TASK OBJECTIVE: Copy the lines from the one containing "of fallen branch." through the one containing "(19, 274), (373, 558)", substituting "heap of earth" for "mound of soil" and changing nothing else.

* Begin *

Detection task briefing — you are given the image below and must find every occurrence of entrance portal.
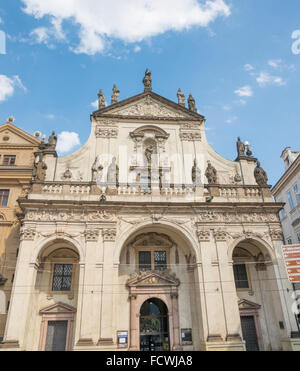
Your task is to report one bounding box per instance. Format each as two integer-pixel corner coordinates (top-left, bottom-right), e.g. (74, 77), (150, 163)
(140, 298), (170, 352)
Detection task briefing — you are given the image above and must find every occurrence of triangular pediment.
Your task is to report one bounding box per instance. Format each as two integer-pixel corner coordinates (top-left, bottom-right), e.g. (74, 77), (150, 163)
(40, 303), (76, 314)
(127, 271), (180, 287)
(0, 122), (40, 147)
(239, 299), (261, 310)
(93, 92), (204, 121)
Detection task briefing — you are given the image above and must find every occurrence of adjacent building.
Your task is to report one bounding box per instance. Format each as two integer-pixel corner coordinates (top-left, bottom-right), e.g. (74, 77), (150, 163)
(2, 71), (300, 351)
(272, 147), (300, 245)
(0, 118), (40, 340)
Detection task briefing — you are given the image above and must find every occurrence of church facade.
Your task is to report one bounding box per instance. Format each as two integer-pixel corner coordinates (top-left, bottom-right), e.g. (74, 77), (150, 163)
(2, 71), (300, 351)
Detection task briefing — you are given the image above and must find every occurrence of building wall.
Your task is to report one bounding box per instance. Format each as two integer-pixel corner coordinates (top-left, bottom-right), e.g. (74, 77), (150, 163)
(2, 88), (297, 350)
(0, 122), (39, 337)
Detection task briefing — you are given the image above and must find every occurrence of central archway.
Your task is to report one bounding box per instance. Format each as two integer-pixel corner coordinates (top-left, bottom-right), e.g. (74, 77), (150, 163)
(140, 298), (170, 352)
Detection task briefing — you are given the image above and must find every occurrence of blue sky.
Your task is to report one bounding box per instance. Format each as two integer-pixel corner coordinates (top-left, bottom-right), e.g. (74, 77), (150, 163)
(0, 0), (300, 184)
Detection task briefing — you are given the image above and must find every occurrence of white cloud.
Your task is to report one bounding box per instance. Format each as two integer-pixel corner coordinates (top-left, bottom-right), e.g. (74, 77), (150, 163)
(256, 72), (286, 87)
(235, 85), (253, 97)
(22, 0), (230, 55)
(56, 131), (80, 153)
(225, 116), (238, 124)
(91, 99), (99, 109)
(0, 75), (27, 102)
(244, 64), (255, 71)
(268, 59), (282, 69)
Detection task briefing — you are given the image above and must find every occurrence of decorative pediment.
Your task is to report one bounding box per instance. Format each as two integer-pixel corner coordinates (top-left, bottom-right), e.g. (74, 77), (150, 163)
(127, 271), (180, 287)
(40, 302), (76, 314)
(131, 232), (174, 248)
(239, 299), (261, 310)
(0, 122), (40, 146)
(93, 92), (204, 121)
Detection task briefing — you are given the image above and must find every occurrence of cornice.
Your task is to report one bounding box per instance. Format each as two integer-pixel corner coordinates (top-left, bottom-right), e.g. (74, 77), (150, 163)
(271, 154), (300, 196)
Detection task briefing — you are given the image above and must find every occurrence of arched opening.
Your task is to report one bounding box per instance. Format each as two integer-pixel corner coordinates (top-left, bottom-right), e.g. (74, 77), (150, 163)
(34, 239), (80, 351)
(232, 239), (285, 351)
(140, 298), (170, 351)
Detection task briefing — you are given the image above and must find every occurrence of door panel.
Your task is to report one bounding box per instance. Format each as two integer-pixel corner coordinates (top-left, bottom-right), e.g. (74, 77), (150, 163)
(45, 321), (68, 352)
(241, 316), (259, 352)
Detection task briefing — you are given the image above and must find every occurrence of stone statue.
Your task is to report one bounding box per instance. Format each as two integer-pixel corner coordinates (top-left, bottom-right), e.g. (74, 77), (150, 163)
(177, 89), (185, 107)
(205, 161), (217, 184)
(98, 90), (105, 109)
(192, 159), (201, 185)
(143, 69), (152, 91)
(107, 157), (119, 186)
(111, 84), (120, 104)
(92, 156), (103, 182)
(188, 94), (197, 112)
(32, 157), (48, 181)
(48, 131), (57, 151)
(236, 137), (246, 158)
(254, 161), (268, 187)
(145, 145), (154, 164)
(63, 169), (73, 180)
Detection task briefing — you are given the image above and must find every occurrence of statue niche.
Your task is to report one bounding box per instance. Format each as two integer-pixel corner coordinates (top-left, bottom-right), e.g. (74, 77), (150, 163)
(107, 157), (119, 187)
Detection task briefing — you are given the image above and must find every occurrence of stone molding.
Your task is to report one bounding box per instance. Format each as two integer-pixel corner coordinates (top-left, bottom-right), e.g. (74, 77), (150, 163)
(20, 227), (36, 241)
(196, 229), (210, 242)
(270, 229), (283, 241)
(95, 125), (119, 139)
(25, 209), (116, 222)
(102, 228), (117, 242)
(195, 210), (279, 223)
(179, 130), (202, 142)
(84, 229), (99, 242)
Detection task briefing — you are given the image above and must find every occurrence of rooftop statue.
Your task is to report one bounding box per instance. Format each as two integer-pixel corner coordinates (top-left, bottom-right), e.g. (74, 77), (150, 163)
(111, 84), (120, 104)
(254, 161), (268, 187)
(143, 69), (152, 91)
(98, 90), (105, 109)
(236, 137), (246, 158)
(188, 94), (197, 112)
(48, 131), (57, 151)
(177, 89), (185, 107)
(205, 161), (217, 184)
(192, 159), (201, 185)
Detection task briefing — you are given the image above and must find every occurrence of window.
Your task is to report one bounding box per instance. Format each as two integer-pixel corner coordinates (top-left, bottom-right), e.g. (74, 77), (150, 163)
(138, 250), (167, 270)
(139, 251), (151, 270)
(233, 263), (249, 289)
(52, 264), (73, 291)
(288, 192), (295, 211)
(294, 184), (300, 205)
(154, 251), (167, 270)
(278, 200), (286, 219)
(0, 190), (9, 207)
(3, 155), (16, 166)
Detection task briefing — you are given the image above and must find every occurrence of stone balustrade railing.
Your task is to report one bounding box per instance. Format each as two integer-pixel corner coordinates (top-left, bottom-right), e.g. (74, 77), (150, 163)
(32, 182), (271, 201)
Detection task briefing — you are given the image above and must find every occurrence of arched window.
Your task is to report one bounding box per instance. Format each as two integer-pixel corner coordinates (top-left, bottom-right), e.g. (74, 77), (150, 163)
(0, 291), (6, 314)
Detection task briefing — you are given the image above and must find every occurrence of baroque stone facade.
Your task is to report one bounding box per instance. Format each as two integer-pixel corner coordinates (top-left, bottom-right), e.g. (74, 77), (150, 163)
(2, 75), (299, 350)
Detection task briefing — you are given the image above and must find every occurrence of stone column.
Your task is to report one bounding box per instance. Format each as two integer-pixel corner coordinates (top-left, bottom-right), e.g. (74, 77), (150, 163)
(197, 234), (226, 350)
(129, 294), (140, 352)
(1, 240), (38, 350)
(98, 228), (116, 348)
(171, 292), (182, 350)
(214, 230), (244, 350)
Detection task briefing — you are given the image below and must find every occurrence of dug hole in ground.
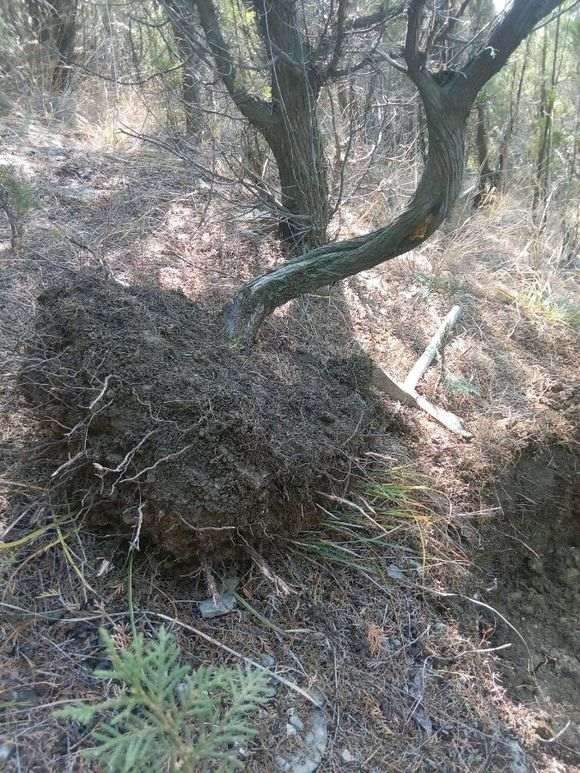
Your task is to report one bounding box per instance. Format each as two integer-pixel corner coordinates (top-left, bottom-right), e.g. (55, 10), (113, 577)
(0, 125), (580, 771)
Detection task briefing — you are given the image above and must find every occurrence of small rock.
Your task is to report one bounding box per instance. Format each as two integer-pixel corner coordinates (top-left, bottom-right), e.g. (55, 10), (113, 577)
(288, 709), (304, 732)
(0, 743), (16, 762)
(340, 749), (356, 763)
(387, 564), (405, 580)
(198, 593), (236, 620)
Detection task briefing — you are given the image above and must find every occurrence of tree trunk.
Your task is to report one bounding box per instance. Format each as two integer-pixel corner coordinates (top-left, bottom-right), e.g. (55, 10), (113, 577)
(26, 0), (78, 95)
(532, 18), (560, 229)
(161, 0), (202, 136)
(226, 79), (469, 345)
(195, 0), (329, 248)
(497, 38), (530, 192)
(473, 100), (497, 208)
(254, 0), (329, 249)
(223, 0), (561, 346)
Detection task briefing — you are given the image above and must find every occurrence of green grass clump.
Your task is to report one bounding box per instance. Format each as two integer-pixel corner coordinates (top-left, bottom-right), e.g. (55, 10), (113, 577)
(294, 467), (435, 577)
(0, 166), (34, 217)
(503, 285), (580, 330)
(58, 628), (271, 773)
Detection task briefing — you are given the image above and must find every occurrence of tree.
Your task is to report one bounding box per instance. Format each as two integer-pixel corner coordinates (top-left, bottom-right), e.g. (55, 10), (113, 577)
(226, 0), (562, 345)
(191, 0), (399, 247)
(161, 0), (202, 136)
(26, 0), (78, 94)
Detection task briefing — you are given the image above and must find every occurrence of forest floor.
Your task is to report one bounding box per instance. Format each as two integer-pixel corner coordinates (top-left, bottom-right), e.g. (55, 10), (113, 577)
(0, 122), (580, 773)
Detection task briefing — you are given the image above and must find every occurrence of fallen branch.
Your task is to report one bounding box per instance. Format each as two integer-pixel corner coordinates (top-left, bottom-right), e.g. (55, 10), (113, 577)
(374, 306), (473, 439)
(403, 306), (461, 390)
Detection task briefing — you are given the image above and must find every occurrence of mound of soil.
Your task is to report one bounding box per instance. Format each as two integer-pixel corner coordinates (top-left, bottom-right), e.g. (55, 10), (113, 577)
(481, 447), (580, 769)
(19, 274), (373, 558)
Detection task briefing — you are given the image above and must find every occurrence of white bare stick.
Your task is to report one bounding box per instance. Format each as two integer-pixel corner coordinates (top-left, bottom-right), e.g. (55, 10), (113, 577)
(403, 306), (461, 391)
(374, 365), (473, 439)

* End *

WORKED ANSWER:
Detection task briefing — you are given the image above and must find every occurrence of fallen branch.
Your task is to report one bounding box per instance. Format each as two integer-pixel corner coordinates (top-left, bottom-right), e.g. (55, 10), (113, 577)
(374, 306), (473, 439)
(403, 306), (461, 390)
Detection task briefing — you are given the image above and must find every occurrence of heap of earth.
Your task is to report one bounding box per instance. Format each as two integer-pixel corner coordinates (top-left, bottom-right), e.g. (55, 10), (113, 577)
(481, 447), (580, 769)
(19, 274), (373, 558)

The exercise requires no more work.